◆ PAGE TEXT:
-------

Recently, I caught actor/director John Newland in a 1948 Bulldog Drummond movie, Thirteen Lead Soldiers.  That appearance piqued a craving to see more of Newland in a TV program that those of us growing up in the late 1950s and early 1960s knew, One Step Beyond.  So, for the past couple of weeks, I’ve been re-watching the program on my Alpha Video editions.  A perfect treat to prime me for the Halloween holidays.

What is One Step Beyond?  Well, the half-hour (23-5 minutes sans commercial) was one of the early horror anthologies of the time period I mentioned above – right in there with The Twilight Zone, Thriller, and (just a little behind these) The Outer Limits (original version).  All filmed in glorious black and white.  Part of what made One Step Beyond stand out from the others was that its stories were all allegedly true, taken from “the records of human history.” So, the crippled woman calling out for help at the immanent impact of a tidal wave is rescued by and rescues the only one who hears her, a deaf man whose disability leaves him unaware of the blaring warning sirens.  A turn-of-the-century young wife is haunted by premonitions of deadly blazes set by a twin to whom she seems to be psychically attuned. A pilot radios back that he’s seeing something astonishing of the UFO variety, disappears for several days, then miraculously reappears hundreds of miles beyond the range of his prop plane before dying.  A bellhop repeatedly has visions of the rooms and buildings around him crumbling in an earthquake – in San Francisco, 1905.  No one believes him, and then it’s too late.  A German submarine sets out to sea as the Third Reich crumbles, with hammering and thumping in between hulls haunting it – only for a skeleton to be found between hulls holding a wrench twenty years later.  A night-school teacher receives a cameo as a gift from an awkward student, then finds whenever she writes on blackboard or paper that her hand is possessed to write in a foreign language she doesn’t know but is native to her gift-giver – all of which puts her at risk from him at what the writing reveals.

John Newland, himself, adds a unique touch.  Neither skeptical like Serling nor sinister like Karloff (Thriller), he talks to us calmly, almost warmly, all the while undercutting our “logical” explanations, raising questions with his knowledge of experts on “bilocation,” “psychometry,” “telepathy,” “precognition,” etc.  Then he ends with a warm smile, reassuring us – or maybe slyly enjoying having destabilized our certainties.

-------

◆ GIVEN RECORDS:
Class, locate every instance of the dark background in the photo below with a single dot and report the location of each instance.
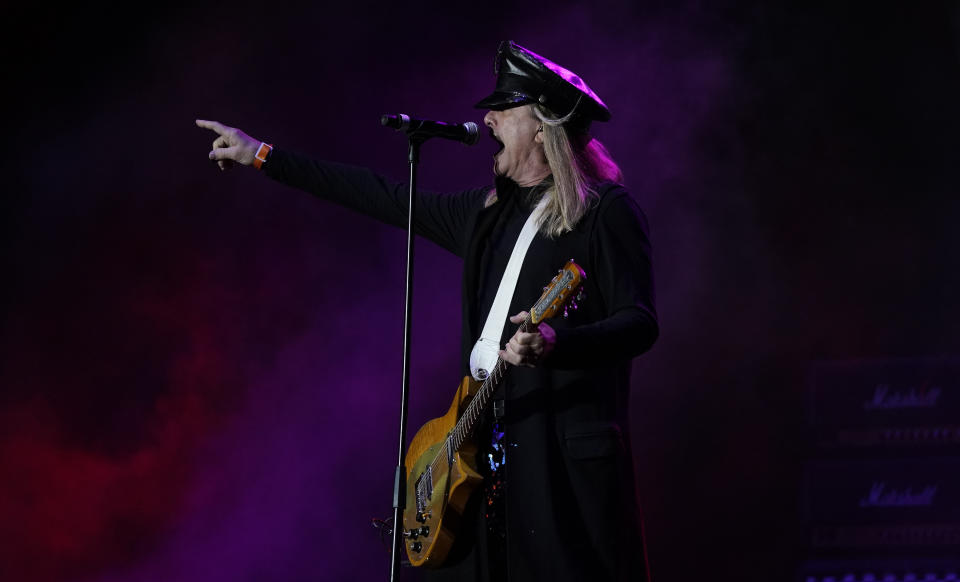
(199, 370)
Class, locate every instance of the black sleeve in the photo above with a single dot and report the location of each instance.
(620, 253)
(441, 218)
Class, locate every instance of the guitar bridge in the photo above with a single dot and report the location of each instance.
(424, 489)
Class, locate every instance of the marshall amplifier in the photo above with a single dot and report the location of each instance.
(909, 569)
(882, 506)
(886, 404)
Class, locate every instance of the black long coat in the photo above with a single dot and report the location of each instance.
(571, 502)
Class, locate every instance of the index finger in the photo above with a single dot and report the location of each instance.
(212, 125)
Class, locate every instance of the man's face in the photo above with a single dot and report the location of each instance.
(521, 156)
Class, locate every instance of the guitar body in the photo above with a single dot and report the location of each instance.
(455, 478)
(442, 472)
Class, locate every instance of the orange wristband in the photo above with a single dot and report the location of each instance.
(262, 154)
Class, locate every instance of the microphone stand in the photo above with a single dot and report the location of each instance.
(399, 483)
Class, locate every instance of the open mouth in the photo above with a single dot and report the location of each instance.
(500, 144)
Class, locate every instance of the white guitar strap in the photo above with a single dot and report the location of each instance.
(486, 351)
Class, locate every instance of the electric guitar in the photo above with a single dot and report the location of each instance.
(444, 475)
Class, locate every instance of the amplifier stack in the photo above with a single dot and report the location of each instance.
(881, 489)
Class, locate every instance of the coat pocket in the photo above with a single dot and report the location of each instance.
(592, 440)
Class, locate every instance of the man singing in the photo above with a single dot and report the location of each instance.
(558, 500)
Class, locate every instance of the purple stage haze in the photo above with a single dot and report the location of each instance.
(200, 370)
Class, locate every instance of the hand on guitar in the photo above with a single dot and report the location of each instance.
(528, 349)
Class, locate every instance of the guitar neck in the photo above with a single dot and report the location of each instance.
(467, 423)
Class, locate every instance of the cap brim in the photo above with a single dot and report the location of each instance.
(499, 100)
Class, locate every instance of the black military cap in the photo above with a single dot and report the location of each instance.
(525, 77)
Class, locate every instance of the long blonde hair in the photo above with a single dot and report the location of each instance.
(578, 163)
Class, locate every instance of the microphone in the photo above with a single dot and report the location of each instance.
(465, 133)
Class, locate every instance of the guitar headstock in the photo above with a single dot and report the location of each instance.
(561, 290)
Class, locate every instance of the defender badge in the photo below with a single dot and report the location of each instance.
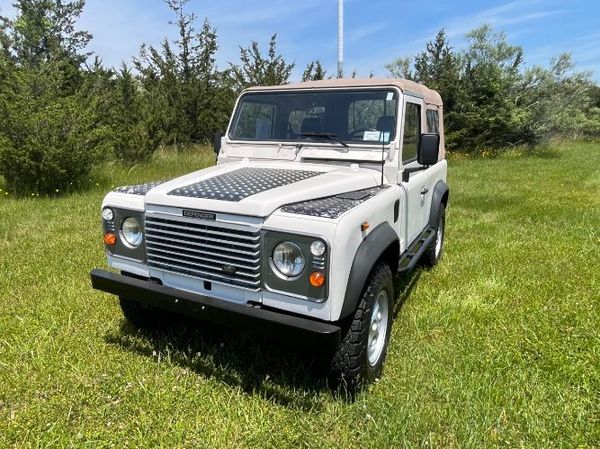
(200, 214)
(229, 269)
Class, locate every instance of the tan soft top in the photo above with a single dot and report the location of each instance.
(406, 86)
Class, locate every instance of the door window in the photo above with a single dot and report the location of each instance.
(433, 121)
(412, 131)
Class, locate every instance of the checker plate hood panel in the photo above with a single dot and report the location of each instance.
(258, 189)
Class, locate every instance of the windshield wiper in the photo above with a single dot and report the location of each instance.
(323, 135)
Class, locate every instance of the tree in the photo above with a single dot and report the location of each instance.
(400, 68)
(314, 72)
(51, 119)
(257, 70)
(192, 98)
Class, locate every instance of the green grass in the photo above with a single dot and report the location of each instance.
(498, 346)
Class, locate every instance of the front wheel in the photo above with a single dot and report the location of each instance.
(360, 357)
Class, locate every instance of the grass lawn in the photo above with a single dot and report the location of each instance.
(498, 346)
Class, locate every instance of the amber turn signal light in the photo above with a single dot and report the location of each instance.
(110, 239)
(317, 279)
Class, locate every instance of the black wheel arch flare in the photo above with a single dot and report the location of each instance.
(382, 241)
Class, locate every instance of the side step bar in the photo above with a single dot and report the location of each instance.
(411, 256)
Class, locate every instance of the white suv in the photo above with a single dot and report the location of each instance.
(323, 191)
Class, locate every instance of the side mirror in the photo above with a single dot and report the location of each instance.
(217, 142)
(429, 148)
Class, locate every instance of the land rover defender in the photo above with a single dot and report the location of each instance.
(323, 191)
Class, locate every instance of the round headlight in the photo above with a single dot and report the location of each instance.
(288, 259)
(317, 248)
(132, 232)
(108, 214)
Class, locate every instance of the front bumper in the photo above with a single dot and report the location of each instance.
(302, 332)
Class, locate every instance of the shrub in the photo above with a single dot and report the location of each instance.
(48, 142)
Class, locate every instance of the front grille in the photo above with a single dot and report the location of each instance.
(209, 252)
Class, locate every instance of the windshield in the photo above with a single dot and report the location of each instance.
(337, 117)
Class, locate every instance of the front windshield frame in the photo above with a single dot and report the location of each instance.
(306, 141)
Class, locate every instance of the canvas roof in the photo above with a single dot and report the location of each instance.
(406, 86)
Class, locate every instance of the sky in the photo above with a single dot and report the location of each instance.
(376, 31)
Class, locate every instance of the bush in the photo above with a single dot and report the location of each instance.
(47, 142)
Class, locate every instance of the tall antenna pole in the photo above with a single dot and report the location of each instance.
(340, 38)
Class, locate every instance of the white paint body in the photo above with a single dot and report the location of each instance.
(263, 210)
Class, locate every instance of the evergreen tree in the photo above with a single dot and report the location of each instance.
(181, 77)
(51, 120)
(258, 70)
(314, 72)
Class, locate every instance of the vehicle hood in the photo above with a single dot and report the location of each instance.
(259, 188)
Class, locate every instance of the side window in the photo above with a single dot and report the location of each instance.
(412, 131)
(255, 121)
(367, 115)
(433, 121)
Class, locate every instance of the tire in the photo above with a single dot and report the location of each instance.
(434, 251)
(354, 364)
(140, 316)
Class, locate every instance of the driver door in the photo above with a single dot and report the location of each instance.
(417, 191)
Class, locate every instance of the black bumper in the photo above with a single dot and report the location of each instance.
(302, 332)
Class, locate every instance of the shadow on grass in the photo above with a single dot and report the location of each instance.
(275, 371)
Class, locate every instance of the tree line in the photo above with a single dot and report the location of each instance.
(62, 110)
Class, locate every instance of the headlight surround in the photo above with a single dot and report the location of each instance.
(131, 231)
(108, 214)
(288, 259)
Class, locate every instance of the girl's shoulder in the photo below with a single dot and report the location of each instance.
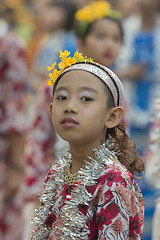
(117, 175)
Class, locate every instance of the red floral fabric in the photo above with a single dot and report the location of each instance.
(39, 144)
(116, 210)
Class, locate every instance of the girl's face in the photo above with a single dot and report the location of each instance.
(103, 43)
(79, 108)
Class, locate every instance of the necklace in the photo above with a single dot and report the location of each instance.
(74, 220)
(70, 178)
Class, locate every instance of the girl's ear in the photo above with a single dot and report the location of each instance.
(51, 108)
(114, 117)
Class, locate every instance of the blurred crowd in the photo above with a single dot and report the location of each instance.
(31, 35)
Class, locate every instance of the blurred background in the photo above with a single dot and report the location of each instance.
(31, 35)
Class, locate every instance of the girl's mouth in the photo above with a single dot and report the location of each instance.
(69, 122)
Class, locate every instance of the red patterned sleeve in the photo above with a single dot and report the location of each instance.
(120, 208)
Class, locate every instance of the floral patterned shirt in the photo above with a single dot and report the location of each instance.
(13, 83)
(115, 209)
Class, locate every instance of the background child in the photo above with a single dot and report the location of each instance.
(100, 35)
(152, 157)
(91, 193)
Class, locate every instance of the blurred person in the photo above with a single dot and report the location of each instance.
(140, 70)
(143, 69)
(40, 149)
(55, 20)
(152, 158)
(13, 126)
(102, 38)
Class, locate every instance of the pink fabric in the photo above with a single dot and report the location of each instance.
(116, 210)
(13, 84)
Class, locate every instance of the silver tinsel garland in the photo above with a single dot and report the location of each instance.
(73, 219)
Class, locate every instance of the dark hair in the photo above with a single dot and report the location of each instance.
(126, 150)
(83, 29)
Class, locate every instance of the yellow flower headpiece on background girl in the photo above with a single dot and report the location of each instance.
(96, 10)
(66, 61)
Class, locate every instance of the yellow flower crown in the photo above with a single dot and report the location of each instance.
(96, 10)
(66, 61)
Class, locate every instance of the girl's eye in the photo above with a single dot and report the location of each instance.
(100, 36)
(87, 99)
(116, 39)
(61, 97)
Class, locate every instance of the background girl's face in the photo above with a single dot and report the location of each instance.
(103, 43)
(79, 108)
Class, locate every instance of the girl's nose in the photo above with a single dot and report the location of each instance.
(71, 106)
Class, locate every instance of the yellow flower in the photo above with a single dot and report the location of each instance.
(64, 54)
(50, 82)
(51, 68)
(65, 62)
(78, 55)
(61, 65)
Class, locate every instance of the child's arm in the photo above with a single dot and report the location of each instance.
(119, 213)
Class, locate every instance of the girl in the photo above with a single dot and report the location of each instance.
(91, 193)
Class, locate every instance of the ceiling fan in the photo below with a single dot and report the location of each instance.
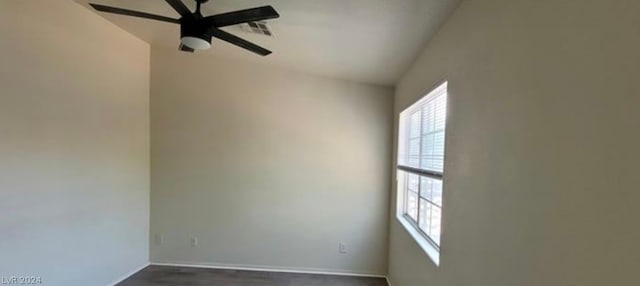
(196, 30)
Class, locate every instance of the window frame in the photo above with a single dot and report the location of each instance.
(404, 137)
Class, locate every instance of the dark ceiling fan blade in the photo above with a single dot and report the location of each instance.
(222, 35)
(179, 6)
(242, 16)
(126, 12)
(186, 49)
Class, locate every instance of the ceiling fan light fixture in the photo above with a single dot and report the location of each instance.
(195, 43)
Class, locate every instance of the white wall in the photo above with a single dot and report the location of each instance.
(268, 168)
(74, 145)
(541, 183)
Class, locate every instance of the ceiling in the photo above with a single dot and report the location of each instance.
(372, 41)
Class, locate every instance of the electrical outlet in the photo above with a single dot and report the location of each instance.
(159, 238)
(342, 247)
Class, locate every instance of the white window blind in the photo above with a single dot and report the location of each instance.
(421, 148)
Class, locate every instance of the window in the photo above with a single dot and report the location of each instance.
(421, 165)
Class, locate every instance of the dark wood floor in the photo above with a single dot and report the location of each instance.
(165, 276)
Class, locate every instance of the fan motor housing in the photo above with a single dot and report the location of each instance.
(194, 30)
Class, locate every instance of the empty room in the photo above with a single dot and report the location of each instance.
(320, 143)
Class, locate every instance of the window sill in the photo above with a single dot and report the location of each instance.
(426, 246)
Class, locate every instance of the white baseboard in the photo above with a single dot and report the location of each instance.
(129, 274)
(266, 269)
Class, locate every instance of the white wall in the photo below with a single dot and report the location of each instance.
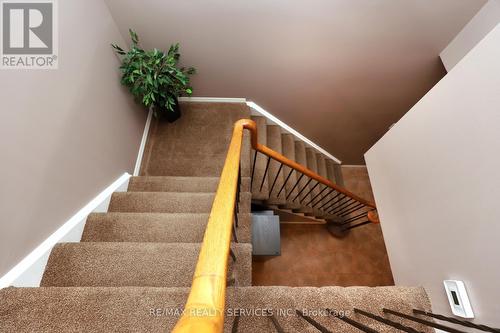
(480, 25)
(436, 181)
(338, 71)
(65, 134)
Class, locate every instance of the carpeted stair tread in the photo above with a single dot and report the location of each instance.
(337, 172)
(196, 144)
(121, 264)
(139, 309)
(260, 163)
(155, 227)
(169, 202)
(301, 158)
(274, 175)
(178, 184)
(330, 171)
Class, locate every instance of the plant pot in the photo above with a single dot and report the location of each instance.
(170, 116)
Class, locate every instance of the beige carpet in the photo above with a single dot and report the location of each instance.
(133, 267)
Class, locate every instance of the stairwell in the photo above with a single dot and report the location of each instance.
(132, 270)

-------

◆ STATED PROBLEM 1:
Decide whether each statement agrees with the text about One Step Beyond. Answer yes or no for each, and quote the words from the text that settle it. (a) One Step Beyond was filmed in color. (b) The writer recently saw John Newland in a 1948 Bulldog Drummond movie. (c) Newland presents the stories skeptically, in the manner of Serling.
◆ STATED PROBLEM 2:
Translate this sentence from the text about One Step Beyond into French: "Then he ends with a warm smile, reassuring us – or maybe slyly enjoying having destabilized our certainties."
The listing has no connection to the text about One Step Beyond.

◆ COMPLETE RESPONSE 1:
(a) No. "All filmed in glorious black and white."
(b) Yes. "Recently, I caught actor/director John Newland in a 1948 Bulldog Drummond movie, Thirteen Lead Soldiers."
(c) No. "Neither skeptical like Serling nor sinister like Karloff (Thriller)"

◆ COMPLETE RESPONSE 2:
Puis il termine par un sourire chaleureux, nous rassurant – ou peut-être savourant malicieusement d'avoir ébranlé nos certitudes.